◆ Input records ◆
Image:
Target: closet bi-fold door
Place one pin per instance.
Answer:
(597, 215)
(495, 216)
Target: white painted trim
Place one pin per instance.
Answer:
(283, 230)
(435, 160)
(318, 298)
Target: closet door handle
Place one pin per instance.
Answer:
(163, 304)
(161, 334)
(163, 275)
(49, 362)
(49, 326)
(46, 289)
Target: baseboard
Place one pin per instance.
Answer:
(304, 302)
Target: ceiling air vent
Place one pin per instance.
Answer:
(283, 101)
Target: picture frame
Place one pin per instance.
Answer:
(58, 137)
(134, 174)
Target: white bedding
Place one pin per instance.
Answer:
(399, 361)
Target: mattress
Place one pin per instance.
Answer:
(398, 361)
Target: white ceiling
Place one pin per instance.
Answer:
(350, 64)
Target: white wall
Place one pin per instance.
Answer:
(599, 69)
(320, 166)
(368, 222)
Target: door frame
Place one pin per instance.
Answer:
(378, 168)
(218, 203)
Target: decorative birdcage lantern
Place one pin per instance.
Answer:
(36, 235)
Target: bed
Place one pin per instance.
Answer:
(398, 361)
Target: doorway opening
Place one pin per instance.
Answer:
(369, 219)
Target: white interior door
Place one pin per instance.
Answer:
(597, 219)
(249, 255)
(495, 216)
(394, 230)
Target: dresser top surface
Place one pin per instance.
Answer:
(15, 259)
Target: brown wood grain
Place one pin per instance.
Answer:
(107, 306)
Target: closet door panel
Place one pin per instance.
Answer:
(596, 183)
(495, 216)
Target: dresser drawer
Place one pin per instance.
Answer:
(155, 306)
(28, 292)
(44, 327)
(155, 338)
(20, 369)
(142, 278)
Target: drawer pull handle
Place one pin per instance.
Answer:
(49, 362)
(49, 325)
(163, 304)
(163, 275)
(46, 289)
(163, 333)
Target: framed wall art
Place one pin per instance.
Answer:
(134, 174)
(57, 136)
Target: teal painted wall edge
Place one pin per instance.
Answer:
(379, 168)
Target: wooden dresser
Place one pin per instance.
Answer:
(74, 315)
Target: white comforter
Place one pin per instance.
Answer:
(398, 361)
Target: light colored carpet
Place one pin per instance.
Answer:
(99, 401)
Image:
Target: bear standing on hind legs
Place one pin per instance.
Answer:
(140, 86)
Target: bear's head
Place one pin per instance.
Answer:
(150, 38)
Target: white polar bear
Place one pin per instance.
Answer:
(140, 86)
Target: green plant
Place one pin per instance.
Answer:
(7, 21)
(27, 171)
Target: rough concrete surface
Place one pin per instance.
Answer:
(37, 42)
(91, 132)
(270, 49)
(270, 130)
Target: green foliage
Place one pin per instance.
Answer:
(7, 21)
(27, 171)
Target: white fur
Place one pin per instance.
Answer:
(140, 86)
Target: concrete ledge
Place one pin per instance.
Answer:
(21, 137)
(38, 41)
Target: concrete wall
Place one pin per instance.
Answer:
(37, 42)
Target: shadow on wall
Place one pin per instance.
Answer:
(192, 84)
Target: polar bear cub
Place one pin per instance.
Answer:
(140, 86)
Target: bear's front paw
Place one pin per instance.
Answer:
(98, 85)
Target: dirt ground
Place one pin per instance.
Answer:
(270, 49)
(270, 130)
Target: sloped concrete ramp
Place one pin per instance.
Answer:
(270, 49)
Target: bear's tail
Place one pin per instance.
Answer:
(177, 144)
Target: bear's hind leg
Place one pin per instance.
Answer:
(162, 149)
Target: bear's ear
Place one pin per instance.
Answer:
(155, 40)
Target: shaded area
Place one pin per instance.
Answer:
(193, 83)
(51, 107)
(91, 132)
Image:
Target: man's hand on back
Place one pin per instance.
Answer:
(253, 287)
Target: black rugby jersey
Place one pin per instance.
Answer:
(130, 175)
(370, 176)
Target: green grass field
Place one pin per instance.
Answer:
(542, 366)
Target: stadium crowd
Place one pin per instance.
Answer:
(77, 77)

◆ Exercise details ◆
Return the material in full, exactly as shown.

◆ Response to this exercise ◆
Image:
Target: closet bi-fold door
Place one pin per instance.
Answer:
(597, 215)
(495, 216)
Target: white painted trim
Place one pin per instance.
Answer:
(283, 230)
(435, 160)
(318, 298)
Target: closet door handle
Place one pin per instance.
Answer:
(163, 304)
(161, 334)
(163, 275)
(49, 362)
(49, 326)
(46, 289)
Target: baseboard
Place one pin per instance.
Answer:
(304, 302)
Target: ceiling air vent
Place one pin per instance.
Answer:
(283, 101)
Target: picture frame
Place one pin per instance.
Answer:
(58, 137)
(134, 174)
Target: white bedding
Place one pin per instance.
Answer:
(399, 361)
Target: mattress
Place one pin per instance.
Answer:
(398, 361)
Target: white ceiling
Place one pin per instance.
Answer:
(350, 64)
Target: white wall
Place one pin per instance.
Answer:
(599, 69)
(320, 166)
(368, 222)
Target: door frame
Place one pin per instance.
Answer:
(378, 168)
(218, 203)
Target: decorative birdcage lantern
Place one pin per instance.
Answer:
(36, 235)
Target: bed
Place one pin per instance.
Answer:
(398, 361)
Target: doorway opening
Place one pin per instance.
Answer:
(369, 219)
Target: white interior door
Place one pin per instance.
Answer:
(597, 219)
(249, 255)
(495, 216)
(394, 230)
Target: dresser top surface
Place one pin per instance.
Answer:
(15, 259)
Target: brown wood grain
Place one pin per instance.
Answer:
(107, 306)
Target: closet door panel
Place one pin per instance.
Answer:
(596, 183)
(495, 216)
Target: dresser drawer
Place one pin per instance.
Answer:
(155, 306)
(28, 292)
(44, 327)
(155, 338)
(20, 369)
(142, 278)
Target: drawer pull handle
Place one pin per instance.
Answer:
(49, 362)
(49, 325)
(163, 304)
(163, 275)
(46, 289)
(163, 333)
Target: framed wall art
Place one pin per instance.
Answer:
(134, 174)
(57, 136)
Target: teal painted wall edge
Place one pin per instance.
Answer:
(379, 168)
Target: wooden dresser
Place one pin per instance.
Answer:
(74, 315)
Target: white comforter
Place one pin per instance.
Answer:
(398, 361)
Target: light colored carpet
Place one pin per instance.
Answer:
(99, 401)
Image:
Target: bear standing on hind legs
Place one pin per instance.
Answer:
(140, 86)
Target: bear's head
Place one pin per instance.
Answer:
(150, 38)
Target: white polar bear
Place one pin per instance.
Answer:
(140, 86)
Target: green plant
Place one pin per instance.
Answer:
(7, 21)
(27, 171)
Target: rough concrete surface
Place one pin per instance.
Answer:
(37, 42)
(91, 132)
(270, 49)
(270, 130)
Target: green foliage
Place one pin per instance.
Answer:
(7, 21)
(27, 171)
Target: white fur
Place one pin per instance.
Answer:
(140, 86)
Target: concrete ledge
Place one pin per instance.
Answer:
(21, 137)
(38, 41)
Target: concrete wall
Place one pin per instance.
Answer:
(37, 42)
Target: shadow on wall
Place one pin per instance.
Answer:
(192, 84)
Target: polar bear cub
Place one pin per instance.
Answer:
(140, 86)
Target: bear's front paw
Place one pin per instance.
Answer:
(98, 85)
Target: dirt ground
Place one pin per instance.
Answer:
(270, 49)
(270, 130)
Target: sloped concrete ramp
Place one pin per instance.
Answer:
(270, 49)
Target: bear's tail
Place one pin per instance.
Answer:
(177, 144)
Target: bear's hind leg
Place one pin per instance.
Answer:
(162, 149)
Target: bear's ear
Place one pin per instance.
Answer:
(155, 40)
Target: shaded area
Place one pin per instance.
Answer:
(193, 83)
(51, 107)
(91, 132)
Image:
Target: man's hand on back
Place one pin per instance.
Answer:
(253, 287)
Target: black rugby jersey
Place one pin per instance.
Answer:
(130, 175)
(370, 176)
Target: green grass field
Place one pin per instance.
Answer:
(542, 366)
Target: stadium crowd
Place one pin per instance.
Answer:
(77, 77)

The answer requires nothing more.